### AIM
Copy the material below word for word, keeping every line unchanged and in its original order.

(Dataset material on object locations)

-- Begin --

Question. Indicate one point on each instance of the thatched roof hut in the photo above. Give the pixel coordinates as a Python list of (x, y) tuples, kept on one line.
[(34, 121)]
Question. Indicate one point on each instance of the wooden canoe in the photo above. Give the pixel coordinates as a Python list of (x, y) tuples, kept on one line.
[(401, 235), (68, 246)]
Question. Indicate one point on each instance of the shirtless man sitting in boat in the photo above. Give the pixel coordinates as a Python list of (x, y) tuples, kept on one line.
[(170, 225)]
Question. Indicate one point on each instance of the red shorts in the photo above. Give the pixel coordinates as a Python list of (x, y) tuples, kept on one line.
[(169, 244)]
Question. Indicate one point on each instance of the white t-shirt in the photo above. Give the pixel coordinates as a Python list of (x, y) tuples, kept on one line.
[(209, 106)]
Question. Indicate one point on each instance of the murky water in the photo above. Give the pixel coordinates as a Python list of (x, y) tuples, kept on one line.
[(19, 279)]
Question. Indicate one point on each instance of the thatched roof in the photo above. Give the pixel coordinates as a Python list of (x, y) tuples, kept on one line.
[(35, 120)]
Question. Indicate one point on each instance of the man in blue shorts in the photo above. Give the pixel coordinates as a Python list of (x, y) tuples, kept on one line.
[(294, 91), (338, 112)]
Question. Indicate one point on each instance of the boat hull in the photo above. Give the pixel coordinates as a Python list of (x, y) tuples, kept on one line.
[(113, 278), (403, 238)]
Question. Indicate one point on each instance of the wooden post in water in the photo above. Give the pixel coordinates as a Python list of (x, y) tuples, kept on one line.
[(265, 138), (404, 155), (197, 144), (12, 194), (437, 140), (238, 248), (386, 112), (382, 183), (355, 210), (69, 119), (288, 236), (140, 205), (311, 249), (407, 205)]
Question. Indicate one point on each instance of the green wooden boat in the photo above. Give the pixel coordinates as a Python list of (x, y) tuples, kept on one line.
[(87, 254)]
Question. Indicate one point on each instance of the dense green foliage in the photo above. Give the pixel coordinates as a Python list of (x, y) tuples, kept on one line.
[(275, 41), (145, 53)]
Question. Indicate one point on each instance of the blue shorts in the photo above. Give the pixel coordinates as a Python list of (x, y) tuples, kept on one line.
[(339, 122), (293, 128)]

-- End --

### ANSWER TO THE EXERCISE
Question. Indicate one point on each instance of the thatched roof hut in the photo above. Give the pixel coordinates as a Python list of (x, y) tuples, kept on one line.
[(34, 121)]
Question. Indicate one point on each instance of the wooden canoe in the photo above. Give the pixel coordinates as a Python list of (x, y) tuples, kept on one line.
[(401, 235), (68, 246)]
Question. Indicate one point on each instance of the shirtless man sitting in boat in the photo above. Give the pixel coordinates as a Python list of (x, y) tuples, kept on one line.
[(170, 225)]
Question. Indicate one point on each instance of the red shorts in the photo above. Give the pixel coordinates as a Python list of (x, y) tuples, kept on one line.
[(169, 244)]
Question. Indicate one point on each instance of the white t-shirt in the photo above. Give the pixel coordinates as a Python list of (x, y) tuples, kept on one line.
[(209, 106)]
Question. Indicate one point on each instance of the murky water in the photo above. Give the pixel coordinates as a Python list of (x, y) tuples, kept on one line.
[(19, 279)]
Question. Indicate one point on each instance of the thatched roof in the photo above. Give the pixel coordinates as a Python list of (x, y) tuples, kept on one line.
[(35, 120)]
Question. Indicate one point on each instance of the man in blue shorts in the photo above. Give the pixel coordinates as a Python list of (x, y) tuples, kept on one line.
[(294, 91), (338, 112)]
Question. Indicate one point on each instance of the boat hull in the photo above. Give the pixel coordinates as a Python list of (x, y) tuples, kept on one line.
[(113, 278), (403, 238)]
Question. Indicate one point on each instance of the wooden post in water in the photo above. Give the pixel coordinates as a Python list of (x, y) tuples, kept on one line.
[(265, 138), (404, 155), (197, 144), (12, 194), (437, 140), (238, 248), (386, 112), (382, 183), (355, 210), (69, 119), (288, 236), (140, 205), (311, 249), (407, 205)]
Question. Indicate one point on each instance of the green wooden boat in the photo above. Give the pixel coordinates as a Python list of (x, y) tuples, kept on one line.
[(87, 254)]
Question. Indicate one point on each instance of the dense green foliage in the photo above. Give the pixel coordinates as a Python list of (x, y) tuples, kept on one line.
[(275, 41), (145, 53)]
Question. Indicate one point on each instance of the blue shorts in the photo above. Give the pixel coordinates as a Python list of (x, y) tuples, kept on one line.
[(339, 122), (293, 128)]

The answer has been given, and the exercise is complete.